**Parts of the exercise**.
- a) According to the LANDSCAPE announcement, why does covering gardens in plastic not seem quite right to the show? Answer in one to three sentences.
- b) Repeat the LANDSCAPE announcement word for word from "Unlike real grass, artificial" to "survive and thrive.".

**Passage provided**.
The Industry Trade Show ‘does their bit’ for sustainability and takes the leap to only support real turf at their event in September 2023. This environmental stance means LANDSCAPE will not accept any bookings from exhibitors representing artificial turf, plants or flowers.
Event Director, Jeremy Storey-Walker and the LANDSCAPE team are keen to best serve the industry that they represent and are all too aware of the problems that artificial turf contributes towards. He says: “We each have a responsibility to respect our environment and at LANDSCAPE we have the ability to help enforce the message and encourage the use of natural materials wherever possible”.
With UK Parliament announcing an environmental and climate emergency, it is shocking that sales of artificial grass are steadily increasing. The increased application has troubling consequences and the team at LANDSCAPE cite three main reasons for their push towards real turf over artificial:
- the environmental impact
- the effect on wildlife
- widespread recycling issues.
Unlike real grass, artificial turf does not remove carbon from the atmosphere, nor provide habitats for wildlife, or effectively drain water. Additionally, artificial turf is made of toxic PFAS chemicals, spreads microplastic, and ironically requires more upkeep than its natural inspiration (watering the hot plastic in summer, clearing debris, even weed treatment and, of course, replacement every decade or so). Taking the more natural approach by only using real grass offers homes for wildlife where a whole ecosystem can survive and thrive.
Artificial turf is also currently unrecyclable. In a world where we condemn plastic shopping bags and drinking straws, LANDSCAPE thinks the option to cover gardens in plastic doesn’t seem quite right.
The decision to only represent real turf at LANDSCAPE 2023 also sits in line with the views of two of their long-standing Event Partners, the Royal Horticultural Society and the Society of Garden Designers. The RHS banned artificial grass from all of its events in 2022 in keeping with the charity’s ethos on plastics and as part of their Manifesto for Sustainable Gardens & Landscapes, the SGD suggests using natural alternatives such as wildflower areas or gravel if grass is non-negotiable.
LANDSCAPE hopes this choice will be met with understanding and support from the industry; choosing what is right over what is convenient; choosing carbon absorbing over carbon producing. See you at LANDSCAPE 2023! 27th & 28th September, Hall 3 at the NEC, Birmingham.

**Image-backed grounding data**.

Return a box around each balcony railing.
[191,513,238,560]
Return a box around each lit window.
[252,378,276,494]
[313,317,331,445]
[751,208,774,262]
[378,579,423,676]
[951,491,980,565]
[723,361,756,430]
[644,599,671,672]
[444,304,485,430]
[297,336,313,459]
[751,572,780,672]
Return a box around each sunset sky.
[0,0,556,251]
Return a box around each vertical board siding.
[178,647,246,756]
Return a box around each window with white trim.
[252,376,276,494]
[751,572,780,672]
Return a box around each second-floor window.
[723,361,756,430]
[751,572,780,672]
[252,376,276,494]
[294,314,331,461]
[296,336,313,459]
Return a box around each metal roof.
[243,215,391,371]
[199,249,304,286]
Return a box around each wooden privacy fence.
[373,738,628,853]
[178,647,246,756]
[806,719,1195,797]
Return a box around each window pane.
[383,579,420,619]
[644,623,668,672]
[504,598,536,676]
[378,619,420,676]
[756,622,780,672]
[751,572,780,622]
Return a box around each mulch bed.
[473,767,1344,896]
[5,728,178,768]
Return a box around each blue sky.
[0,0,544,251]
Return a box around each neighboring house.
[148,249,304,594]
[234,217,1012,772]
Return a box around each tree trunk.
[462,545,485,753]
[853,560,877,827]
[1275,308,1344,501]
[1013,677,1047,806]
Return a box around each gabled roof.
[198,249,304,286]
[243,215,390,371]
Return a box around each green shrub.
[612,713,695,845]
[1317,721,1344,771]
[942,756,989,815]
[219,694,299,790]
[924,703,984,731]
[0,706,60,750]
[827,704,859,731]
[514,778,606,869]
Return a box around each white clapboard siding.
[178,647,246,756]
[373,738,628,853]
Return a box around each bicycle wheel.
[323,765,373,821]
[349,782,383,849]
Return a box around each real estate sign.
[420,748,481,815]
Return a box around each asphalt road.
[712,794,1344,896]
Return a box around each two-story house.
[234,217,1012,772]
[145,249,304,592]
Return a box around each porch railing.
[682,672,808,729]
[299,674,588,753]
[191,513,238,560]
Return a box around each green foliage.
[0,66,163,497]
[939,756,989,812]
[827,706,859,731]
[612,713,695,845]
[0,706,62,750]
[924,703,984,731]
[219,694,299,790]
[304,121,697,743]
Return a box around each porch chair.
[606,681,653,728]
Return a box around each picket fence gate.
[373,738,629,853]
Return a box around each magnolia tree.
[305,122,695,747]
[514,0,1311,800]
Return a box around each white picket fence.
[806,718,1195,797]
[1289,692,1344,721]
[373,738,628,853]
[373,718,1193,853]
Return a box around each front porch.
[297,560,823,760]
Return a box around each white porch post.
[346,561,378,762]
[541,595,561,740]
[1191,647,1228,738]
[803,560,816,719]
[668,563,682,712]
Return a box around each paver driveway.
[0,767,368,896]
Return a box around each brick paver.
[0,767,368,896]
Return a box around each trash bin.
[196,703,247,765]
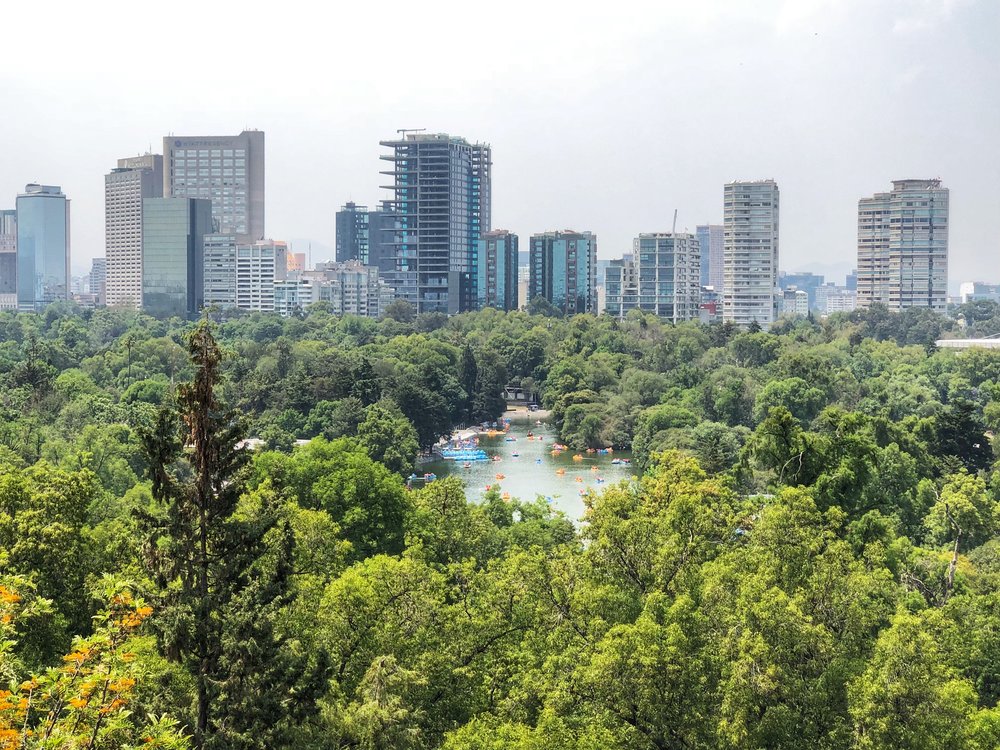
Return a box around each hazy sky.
[0,0,1000,286]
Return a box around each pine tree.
[141,322,326,749]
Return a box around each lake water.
[418,416,635,521]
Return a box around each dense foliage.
[0,303,1000,750]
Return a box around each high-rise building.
[203,233,237,308]
[288,253,306,271]
[778,271,825,310]
[313,260,391,318]
[815,283,857,315]
[163,130,265,243]
[477,229,517,310]
[378,133,492,313]
[17,184,70,312]
[365,201,396,277]
[604,232,701,323]
[236,240,288,312]
[204,234,288,312]
[604,253,639,318]
[142,198,212,318]
[337,203,371,265]
[722,180,778,329]
[0,209,17,310]
[87,258,108,307]
[694,224,725,292]
[104,154,163,307]
[525,229,598,315]
[857,180,949,312]
[778,286,809,317]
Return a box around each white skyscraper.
[604,232,701,323]
[104,154,163,307]
[722,180,778,329]
[857,180,949,312]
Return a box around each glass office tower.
[142,198,212,318]
[17,184,70,312]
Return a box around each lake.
[417,415,635,521]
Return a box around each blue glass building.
[476,229,518,310]
[525,230,598,315]
[16,184,70,312]
[142,198,213,318]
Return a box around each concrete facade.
[857,179,949,312]
[378,133,493,313]
[163,130,265,243]
[17,183,71,312]
[722,180,779,330]
[104,154,163,308]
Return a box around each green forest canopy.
[0,303,1000,750]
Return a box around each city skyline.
[0,0,1000,285]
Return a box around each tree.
[141,322,325,750]
[458,343,479,424]
[848,612,976,750]
[358,398,420,477]
[0,578,189,750]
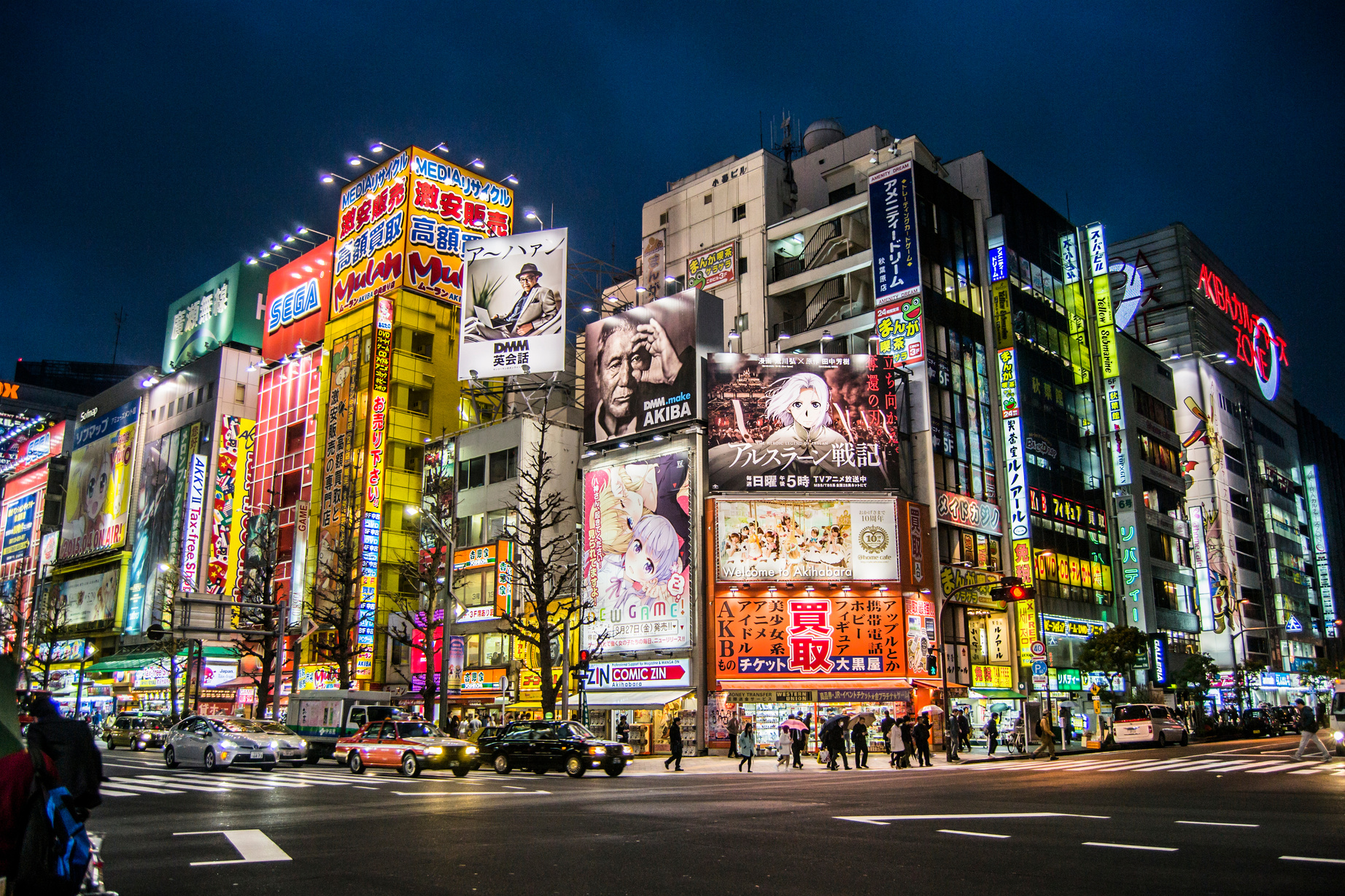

**Answers below**.
- a) Artificial turf is currently unrecyclable. In a world where plastic shopping bags and drinking straws are condemned, LANDSCAPE thinks the option to cover gardens in plastic doesn't seem quite right.

- b)
Unlike real grass, artificial turf does not remove carbon from the atmosphere, nor provide habitats for wildlife, or effectively drain water. Additionally, artificial turf is made of toxic PFAS chemicals, spreads microplastic, and ironically requires more upkeep than its natural inspiration (watering the hot plastic in summer, clearing debris, even weed treatment and, of course, replacement every decade or so). Taking the more natural approach by only using real grass offers homes for wildlife where a whole ecosystem can survive and thrive.